» WHAT YOU NEED TO DO
Return every line of the records below that contains the word "shoreline". Case counts.

--- Start ---

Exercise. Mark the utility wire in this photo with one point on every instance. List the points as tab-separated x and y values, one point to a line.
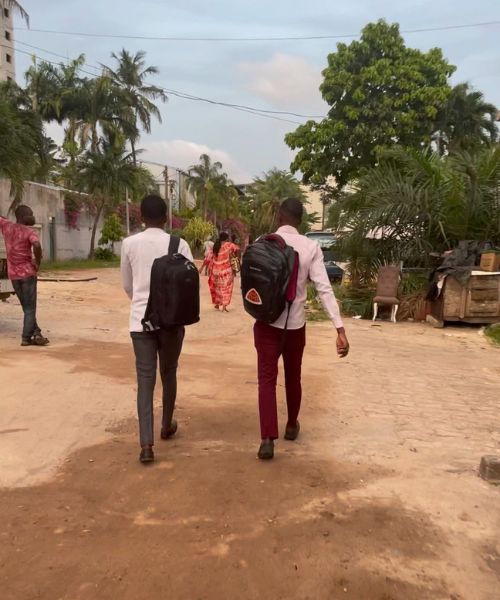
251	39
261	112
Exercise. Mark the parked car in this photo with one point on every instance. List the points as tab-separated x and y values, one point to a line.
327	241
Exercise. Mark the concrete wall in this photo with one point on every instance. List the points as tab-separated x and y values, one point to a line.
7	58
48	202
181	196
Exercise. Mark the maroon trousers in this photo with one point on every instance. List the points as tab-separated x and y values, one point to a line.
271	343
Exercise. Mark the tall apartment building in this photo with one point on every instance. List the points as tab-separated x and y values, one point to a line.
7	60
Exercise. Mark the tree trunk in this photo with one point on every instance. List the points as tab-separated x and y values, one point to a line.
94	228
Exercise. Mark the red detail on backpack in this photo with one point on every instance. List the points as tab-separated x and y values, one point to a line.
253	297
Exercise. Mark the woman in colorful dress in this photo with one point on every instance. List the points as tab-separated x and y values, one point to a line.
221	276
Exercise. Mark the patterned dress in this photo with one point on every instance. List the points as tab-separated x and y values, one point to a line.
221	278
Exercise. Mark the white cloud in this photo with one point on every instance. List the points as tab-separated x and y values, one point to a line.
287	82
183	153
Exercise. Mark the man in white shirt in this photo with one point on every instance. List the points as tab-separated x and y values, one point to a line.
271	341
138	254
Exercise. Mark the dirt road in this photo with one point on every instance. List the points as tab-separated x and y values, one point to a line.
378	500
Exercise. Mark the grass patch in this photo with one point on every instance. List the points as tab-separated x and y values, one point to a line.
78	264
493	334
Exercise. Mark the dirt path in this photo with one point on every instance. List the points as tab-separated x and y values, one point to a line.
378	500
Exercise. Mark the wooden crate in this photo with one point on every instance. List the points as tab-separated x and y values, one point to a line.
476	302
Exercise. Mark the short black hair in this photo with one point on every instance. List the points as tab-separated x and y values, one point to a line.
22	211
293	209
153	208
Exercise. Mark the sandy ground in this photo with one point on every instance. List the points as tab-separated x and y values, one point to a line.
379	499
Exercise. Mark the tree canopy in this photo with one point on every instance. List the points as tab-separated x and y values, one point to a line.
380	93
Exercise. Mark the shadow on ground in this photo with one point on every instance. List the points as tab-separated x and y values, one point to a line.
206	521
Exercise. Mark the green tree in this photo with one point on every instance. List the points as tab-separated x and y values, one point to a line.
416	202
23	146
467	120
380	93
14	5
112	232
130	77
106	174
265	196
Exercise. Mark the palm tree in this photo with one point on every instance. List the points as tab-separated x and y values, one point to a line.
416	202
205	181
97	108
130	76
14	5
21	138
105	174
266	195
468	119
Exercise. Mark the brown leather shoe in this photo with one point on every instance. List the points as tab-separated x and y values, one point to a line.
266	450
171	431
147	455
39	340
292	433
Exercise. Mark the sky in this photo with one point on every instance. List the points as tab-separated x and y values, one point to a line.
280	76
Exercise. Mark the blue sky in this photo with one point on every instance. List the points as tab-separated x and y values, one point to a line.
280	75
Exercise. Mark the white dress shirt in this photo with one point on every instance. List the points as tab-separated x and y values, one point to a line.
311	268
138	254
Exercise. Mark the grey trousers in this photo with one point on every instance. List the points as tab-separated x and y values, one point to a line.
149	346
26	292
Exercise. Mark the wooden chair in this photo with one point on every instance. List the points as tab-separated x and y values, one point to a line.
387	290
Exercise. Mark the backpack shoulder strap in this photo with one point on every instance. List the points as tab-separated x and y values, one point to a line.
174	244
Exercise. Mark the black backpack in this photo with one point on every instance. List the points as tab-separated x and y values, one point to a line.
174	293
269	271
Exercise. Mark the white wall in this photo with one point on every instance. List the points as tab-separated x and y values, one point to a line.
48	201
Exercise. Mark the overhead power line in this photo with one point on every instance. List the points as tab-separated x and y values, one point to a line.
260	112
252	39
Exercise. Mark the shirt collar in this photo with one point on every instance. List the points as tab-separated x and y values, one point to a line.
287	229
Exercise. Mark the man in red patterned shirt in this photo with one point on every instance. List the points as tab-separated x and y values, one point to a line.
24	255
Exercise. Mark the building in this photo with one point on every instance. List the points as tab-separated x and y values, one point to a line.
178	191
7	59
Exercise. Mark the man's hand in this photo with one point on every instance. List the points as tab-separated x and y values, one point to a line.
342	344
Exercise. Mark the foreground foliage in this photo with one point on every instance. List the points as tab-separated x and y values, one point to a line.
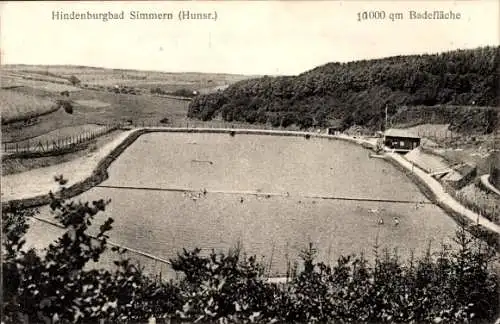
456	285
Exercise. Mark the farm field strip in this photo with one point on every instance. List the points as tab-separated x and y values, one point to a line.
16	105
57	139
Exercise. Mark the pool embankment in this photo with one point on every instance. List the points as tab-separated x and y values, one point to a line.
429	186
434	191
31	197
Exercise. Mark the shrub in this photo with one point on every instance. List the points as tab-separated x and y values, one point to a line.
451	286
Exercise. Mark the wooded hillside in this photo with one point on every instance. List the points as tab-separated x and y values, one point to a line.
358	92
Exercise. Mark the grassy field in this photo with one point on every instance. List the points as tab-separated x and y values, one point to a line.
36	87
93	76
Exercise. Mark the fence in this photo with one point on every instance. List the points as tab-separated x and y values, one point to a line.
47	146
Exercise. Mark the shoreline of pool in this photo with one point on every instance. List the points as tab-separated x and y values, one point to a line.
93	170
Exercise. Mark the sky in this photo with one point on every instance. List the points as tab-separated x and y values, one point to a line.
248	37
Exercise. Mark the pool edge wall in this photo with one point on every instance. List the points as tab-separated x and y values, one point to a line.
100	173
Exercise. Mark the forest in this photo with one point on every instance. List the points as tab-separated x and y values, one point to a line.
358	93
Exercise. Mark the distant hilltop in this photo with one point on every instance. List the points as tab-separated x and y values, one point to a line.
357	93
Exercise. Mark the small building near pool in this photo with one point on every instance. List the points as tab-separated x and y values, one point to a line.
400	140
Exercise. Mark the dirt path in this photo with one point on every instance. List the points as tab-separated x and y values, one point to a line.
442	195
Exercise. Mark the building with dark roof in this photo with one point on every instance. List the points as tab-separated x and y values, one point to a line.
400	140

--- End ---
--- Start ---

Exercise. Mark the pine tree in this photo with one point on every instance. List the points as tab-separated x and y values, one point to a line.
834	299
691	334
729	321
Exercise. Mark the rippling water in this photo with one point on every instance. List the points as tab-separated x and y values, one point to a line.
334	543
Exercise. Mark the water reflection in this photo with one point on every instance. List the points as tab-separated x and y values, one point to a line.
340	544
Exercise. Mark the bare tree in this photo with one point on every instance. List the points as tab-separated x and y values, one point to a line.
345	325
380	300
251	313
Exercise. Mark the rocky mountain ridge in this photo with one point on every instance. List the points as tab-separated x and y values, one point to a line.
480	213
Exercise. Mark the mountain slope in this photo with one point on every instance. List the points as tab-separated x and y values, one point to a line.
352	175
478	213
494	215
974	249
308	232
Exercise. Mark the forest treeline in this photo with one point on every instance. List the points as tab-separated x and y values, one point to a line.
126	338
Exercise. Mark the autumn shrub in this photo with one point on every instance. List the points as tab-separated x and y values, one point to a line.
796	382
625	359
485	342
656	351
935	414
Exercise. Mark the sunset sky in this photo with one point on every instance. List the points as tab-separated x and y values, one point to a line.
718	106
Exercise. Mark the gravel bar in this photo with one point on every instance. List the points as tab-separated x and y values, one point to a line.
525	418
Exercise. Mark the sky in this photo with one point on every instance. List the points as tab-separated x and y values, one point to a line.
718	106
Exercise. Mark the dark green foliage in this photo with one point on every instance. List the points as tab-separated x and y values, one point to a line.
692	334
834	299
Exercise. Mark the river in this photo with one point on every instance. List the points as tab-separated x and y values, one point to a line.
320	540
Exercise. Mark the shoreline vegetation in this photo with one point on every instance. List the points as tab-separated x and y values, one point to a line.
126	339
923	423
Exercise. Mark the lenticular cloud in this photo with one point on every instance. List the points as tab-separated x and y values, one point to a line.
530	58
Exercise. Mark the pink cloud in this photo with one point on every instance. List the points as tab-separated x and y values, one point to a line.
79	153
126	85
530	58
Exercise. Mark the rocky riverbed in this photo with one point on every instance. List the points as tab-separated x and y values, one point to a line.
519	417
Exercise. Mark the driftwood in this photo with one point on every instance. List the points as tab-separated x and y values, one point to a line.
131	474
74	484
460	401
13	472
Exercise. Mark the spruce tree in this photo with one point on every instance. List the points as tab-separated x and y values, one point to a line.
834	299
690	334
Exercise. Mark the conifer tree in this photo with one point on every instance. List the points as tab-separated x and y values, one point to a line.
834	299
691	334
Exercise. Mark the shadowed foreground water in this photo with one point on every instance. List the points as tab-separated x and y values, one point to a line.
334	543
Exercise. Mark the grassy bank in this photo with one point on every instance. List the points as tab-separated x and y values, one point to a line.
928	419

--- End ---

» RESULT OF THIS TASK
Exercise. Mark the shoreline of pool in this photo with one point on every instance. List the points as tab-separated x and y values, one point to a line.
Exercise. Mark the shoreline vegetation in this photo with one point on every instance. List the points as tab-separated x and y values, one point to a line.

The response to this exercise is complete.